- [Information provided]:
[Start of section]

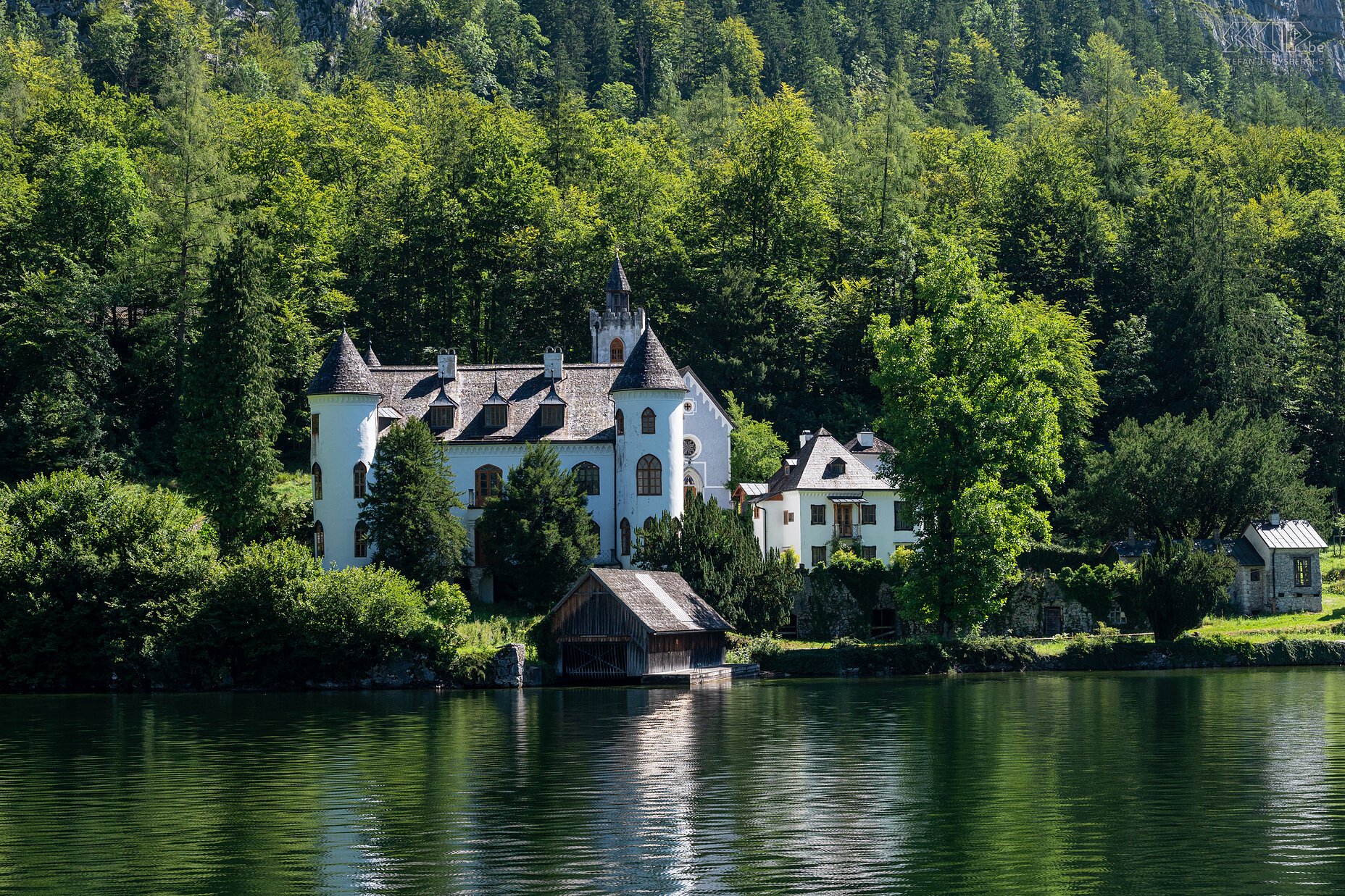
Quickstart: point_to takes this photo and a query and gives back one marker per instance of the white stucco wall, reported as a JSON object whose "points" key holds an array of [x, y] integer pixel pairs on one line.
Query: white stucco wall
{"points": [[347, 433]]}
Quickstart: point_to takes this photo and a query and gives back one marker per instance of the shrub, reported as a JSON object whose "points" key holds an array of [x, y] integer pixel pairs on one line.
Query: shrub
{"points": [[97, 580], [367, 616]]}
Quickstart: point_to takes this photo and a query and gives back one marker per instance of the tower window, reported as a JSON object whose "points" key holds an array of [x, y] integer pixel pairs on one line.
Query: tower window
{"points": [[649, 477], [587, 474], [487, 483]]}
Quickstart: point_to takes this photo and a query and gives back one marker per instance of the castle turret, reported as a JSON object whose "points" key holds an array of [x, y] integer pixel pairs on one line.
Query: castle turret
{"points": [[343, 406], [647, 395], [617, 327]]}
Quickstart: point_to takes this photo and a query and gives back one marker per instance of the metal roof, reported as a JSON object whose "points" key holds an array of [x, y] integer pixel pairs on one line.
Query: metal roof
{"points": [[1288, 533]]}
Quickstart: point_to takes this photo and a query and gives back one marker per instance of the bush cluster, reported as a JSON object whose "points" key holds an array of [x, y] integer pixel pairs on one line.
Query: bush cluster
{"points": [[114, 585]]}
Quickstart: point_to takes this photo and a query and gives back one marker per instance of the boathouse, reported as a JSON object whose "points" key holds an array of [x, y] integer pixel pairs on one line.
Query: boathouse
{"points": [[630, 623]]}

[End of section]

- [What the task requires]: Only the lines from the one holding "Query: bush cluster" to the end of the entries above belong in the answer, each copied exactly.

- [Response]:
Query: bush cluster
{"points": [[114, 585]]}
Quickstart: point_to takes this photo and a query and gives back one marker per instance of the boathouse, reported as a JSON object whose "points" key holds an array of [x, y] integer pixel pairs on one line.
Query: boathouse
{"points": [[630, 623]]}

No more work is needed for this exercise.